▶ _PROBLEMS TO WORK ON_:
[a] In the notebook excerpt on displaying detection results, where does it say further explanation of the output can be found?
[b] From the notebook excerpt on displaying detection results, copy word for word everything from "images.append(img)" down to "ax.set_yticks([])".
[c] Resume the notebook excerpt on displaying detection results from the point where it stops.

▶ _DOCUMENT PASSAGE_:
********
It is important to note that the output is randomised, meaning if we were to run the below again we will observe different outputs. The output does not guarantee a correct prediction, because there are instances where we produce an IoU value of less than 0.5, further inference
and explanation of the output we achieved is explained in the results section of report.pdf


In [24]:
files = glob('runs/detect/exp/*png')
for _ in range(1):
    row = 3; col = 5 # we get 15 images here
    grid_files = random.sample(files, row*col)
    images     = []
    for image_path in tqdm(grid_files):
        img          = cv2.cvtColor(cv2.imread(image_path), cv2.COLOR_BGR2RGB)
        images.append(img)

    fig = plt.figure(figsize=(col*5, row*5))
    grid = ImageGrid(fig, 111,  # similar to subplot(111)
                     nrows_ncols=(row, col),  # creates 2x2 grid of axes
                     axes_pad=0.10,  # pad between axes in inch.
                     )

    for ax, im in zip(grid, images):
        # Iterating over the grid returns the Axes.
        ax.imshow(im)
        ax.set_xticks([])
        ax.set_yticks([])
    plt.show()
********
▶ _DATA UNDER STUDY_:
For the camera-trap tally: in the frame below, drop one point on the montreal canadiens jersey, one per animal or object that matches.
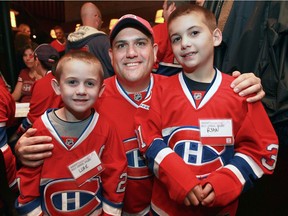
(80, 180)
(224, 141)
(120, 108)
(7, 113)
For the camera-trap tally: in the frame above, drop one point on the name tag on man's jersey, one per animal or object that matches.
(86, 168)
(216, 131)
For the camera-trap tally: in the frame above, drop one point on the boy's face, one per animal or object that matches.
(133, 56)
(59, 34)
(79, 86)
(192, 41)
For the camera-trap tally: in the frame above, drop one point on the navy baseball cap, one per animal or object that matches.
(131, 20)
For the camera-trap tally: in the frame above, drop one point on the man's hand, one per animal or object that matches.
********
▶ _SOLVED TASKS_:
[a] In the results section of report.pdf.

[b]
images.append(img)

    fig = plt.figure(figsize=(col*5, row*5))
    grid = ImageGrid(fig, 111,  # similar to subplot(111)
                     nrows_ncols=(row, col),  # creates 2x2 grid of axes
                     axes_pad=0.10,  # pad between axes in inch.
                     )

    for ax, im in zip(grid, images):
        # Iterating over the grid returns the Axes.
        ax.imshow(im)
        ax.set_xticks([])
        ax.set_yticks([])

[c]
In [25]:
def yolo2voc(image_height, image_width, bboxes):
    bboxes = bboxes.copy().astype(float)
    bboxes[..., [0, 2]] = bboxes[..., [0, 2]] * image_width
    bboxes[..., [1, 3]] = bboxes[..., [1, 3]] * image_height
    bboxes[..., [0, 1]] = bboxes[..., [0, 1]] - bboxes[..., [2, 3]] / 2
    bboxes[..., [2, 3]] = bboxes[..., [0, 1]] + bboxes[..., [2, 3]]
    return bboxes

In [26]:
image_ids = []; PredictionStrings = []; classes = []; scores = []
x_min = []; y_min = []; x_max = []; y_max = []

for file_path in glob('runs/detect/exp/labels/*txt'):
    image_id = file_path.split('/')[-1].split('.')[0]
    w, h = val_df[val_df.image_id == image_id][['width', 'height']].values[0]
    f = open(file_path, 'r')
    data = np.array(f.read().replace('\n', ' ').strip().split(' ')).astype(np.float32).reshape(-1, 6)
    data = data[:, [0, 5, 1, 2, 3, 4]]
    bboxes = list(np.concatenate((data[:, :2], np.round(yolo2voc(h, w, data[:, 2:]))), axis = 1).reshape(-1))#.astype(str))
    for i in range(len(bboxes) // 6):
        image_ids.append(image_id)
        classes.append(int(bboxes[i * 6]))
        scores.append(int(bboxes[i * 6 + 1]))
        x_min.append(int(bboxes[i * 6 + 2]))
        y_min.append(int(bboxes[i * 6 + 3]))
        x_max.append(int(bboxes[i * 6 + 4]))
        y_max.append(int(bboxes[i * 6 + 5]))
        
pred_df = pd.DataFrame({'image_id' : image_ids,'classes' : classes,'scores' : scores,'x_min' : x_min,'y_min' : y_min,'x_max' : x_max,'y_max' : y_max})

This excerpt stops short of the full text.